REQUIRED ACTION – Please explain, in one to three sentences, why the post about the Willy Wonka musical lock scene says the movie itself takes an arrogant stance.

Willy Wonka - Musical Lock Scene

submitted by MrsHiggs on 02/10/23 1

It’s too bad that I didn’t look behind the curtain of all my favorite TV shows and movies when I was a kid. I certainly missed a lot of juicy, intelligent stuff that was trying to reach my hypnotized brain. Years and years later, while rewatching the 1971 movie Willy Wonka and the Chocolate Factory with Gene Wilder, I realized that the ditty Wonka plays in his musical lock is not from a Rachmaninoff composition as the character, Mrs. Teevee, so arrogantly states. It’s from Mozart’s Marriage of Figaro. This was not an error made by the movie’s writers. The scene, and many others in the movie, is a character-building one that defines an adult stereotype that Mrs. Teevee represents. The child characters in the movie are meant to guide the child viewers against misbehaving…but the adult characters in the movie are also there to make a statement towards viewing adults. Looking at the scene now, it seems to me that the movie itself takes an arrogant stance, evinced by the fact that Willy Wonka does not correct Mrs. Teevee’s mistake. Anyone who knows well the music of Rachmaninoff or Mozart will know something's up, but those who are not educated in classical music have no choice but to assume that Mrs. Teevee is correct, especially since her claim is stated with such confidence. This leads the viewer into joining Mrs. Teevee in her arrogance. The bait is quite easy to take. The viewer is left on their own to figure out who to follow or look up to in this moment. Later in the movie, Mrs. Teevee's love for and sense of motherly duty to her son to any end could be considered endearing as she leaves the movie with a miniature Mike in her purse. If you saw her as a source of intelligence and strength, she still evinces this as she walks off the Wonkavision set, chin held high with determination and resignation that her son went off the rails due to his own arrogance. But will mother or son learn anything from their experience? Will the viewer?

EXCERPTED DATA –

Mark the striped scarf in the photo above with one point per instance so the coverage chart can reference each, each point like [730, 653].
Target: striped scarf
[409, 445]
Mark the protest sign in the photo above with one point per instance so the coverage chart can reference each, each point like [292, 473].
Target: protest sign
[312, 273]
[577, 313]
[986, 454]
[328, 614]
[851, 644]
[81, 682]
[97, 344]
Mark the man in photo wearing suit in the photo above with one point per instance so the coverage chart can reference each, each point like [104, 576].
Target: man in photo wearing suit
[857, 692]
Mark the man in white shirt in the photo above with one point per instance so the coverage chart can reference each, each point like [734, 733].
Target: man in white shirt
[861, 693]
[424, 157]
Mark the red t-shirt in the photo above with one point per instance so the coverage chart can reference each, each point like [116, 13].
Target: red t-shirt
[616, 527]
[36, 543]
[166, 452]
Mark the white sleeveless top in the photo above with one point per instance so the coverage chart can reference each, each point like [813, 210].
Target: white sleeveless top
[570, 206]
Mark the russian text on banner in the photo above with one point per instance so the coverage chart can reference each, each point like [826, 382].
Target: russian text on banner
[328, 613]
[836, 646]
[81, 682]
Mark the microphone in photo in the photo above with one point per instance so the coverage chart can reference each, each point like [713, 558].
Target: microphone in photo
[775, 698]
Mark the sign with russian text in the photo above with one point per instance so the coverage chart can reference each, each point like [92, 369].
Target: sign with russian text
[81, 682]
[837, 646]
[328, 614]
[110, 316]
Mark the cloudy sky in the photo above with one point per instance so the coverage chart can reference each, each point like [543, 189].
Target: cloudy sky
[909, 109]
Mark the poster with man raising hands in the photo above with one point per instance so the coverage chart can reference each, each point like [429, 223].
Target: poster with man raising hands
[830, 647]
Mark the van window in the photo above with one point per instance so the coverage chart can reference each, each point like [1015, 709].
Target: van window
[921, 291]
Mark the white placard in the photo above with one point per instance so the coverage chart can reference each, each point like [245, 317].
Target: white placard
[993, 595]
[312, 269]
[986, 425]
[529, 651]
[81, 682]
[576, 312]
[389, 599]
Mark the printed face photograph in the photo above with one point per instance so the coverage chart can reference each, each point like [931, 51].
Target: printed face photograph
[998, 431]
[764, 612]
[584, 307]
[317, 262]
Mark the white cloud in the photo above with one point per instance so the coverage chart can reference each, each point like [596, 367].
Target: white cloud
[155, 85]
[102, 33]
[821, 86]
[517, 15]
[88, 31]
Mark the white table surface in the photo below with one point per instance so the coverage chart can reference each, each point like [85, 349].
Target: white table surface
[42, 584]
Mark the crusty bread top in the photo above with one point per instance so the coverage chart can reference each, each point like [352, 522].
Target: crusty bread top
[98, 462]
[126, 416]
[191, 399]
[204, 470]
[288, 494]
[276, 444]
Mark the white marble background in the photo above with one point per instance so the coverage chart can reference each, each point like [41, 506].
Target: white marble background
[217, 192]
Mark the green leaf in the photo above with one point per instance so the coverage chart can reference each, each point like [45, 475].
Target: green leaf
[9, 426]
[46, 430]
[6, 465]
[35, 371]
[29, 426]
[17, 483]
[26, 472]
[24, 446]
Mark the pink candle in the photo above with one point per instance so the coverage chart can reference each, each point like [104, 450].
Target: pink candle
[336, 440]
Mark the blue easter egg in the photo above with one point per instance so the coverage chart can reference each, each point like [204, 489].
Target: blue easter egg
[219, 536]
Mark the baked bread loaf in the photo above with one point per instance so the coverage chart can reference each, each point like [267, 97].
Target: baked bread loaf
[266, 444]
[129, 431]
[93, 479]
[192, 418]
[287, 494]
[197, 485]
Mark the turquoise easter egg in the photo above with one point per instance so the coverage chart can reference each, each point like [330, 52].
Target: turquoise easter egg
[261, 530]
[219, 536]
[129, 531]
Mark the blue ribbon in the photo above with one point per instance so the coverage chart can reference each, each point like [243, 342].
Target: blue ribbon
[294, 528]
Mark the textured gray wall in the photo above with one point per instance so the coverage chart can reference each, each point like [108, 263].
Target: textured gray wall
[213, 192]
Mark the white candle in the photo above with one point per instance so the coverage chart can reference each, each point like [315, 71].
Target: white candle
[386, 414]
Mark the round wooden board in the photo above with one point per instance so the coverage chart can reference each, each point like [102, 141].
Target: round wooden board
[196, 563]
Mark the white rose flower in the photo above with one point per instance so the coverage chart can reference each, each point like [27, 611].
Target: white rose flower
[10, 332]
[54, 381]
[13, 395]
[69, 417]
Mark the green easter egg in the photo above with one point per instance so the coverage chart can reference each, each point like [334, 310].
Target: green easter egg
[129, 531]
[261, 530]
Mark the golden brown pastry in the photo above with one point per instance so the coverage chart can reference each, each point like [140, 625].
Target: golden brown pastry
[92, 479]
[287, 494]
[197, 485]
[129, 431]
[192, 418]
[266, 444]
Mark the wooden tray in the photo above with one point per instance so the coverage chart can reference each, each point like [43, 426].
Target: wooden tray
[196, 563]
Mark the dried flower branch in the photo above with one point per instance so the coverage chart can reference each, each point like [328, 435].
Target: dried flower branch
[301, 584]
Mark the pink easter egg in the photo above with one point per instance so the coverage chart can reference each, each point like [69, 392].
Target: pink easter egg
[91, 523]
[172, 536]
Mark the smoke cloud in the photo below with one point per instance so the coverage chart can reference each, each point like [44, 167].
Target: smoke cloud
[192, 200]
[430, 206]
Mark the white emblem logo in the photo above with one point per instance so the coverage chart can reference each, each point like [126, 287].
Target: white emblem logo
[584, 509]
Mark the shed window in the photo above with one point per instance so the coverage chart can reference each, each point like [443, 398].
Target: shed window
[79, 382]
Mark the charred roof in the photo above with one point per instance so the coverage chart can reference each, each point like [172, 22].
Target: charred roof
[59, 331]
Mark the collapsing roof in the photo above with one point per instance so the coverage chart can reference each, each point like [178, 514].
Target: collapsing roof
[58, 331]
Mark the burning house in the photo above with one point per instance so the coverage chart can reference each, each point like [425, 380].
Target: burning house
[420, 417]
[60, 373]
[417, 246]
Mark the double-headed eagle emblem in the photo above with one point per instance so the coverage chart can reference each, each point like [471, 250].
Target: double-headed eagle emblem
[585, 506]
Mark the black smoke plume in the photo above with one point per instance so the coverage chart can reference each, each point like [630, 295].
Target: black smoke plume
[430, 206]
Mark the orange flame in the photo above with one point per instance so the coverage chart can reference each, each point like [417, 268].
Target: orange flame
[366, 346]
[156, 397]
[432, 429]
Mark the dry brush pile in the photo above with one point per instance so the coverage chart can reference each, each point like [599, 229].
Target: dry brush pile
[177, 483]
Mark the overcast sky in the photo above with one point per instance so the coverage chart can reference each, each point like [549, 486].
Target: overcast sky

WRITTEN REPLY – The post says the movie takes an arrogant stance because Willy Wonka does not correct Mrs. Teevee's mistake in calling the Mozart tune a Rachmaninoff composition. Viewers who are not educated in classical music therefore have no choice but to assume she is right, especially since she speaks so confidently. This leads them into joining her in her arrogance.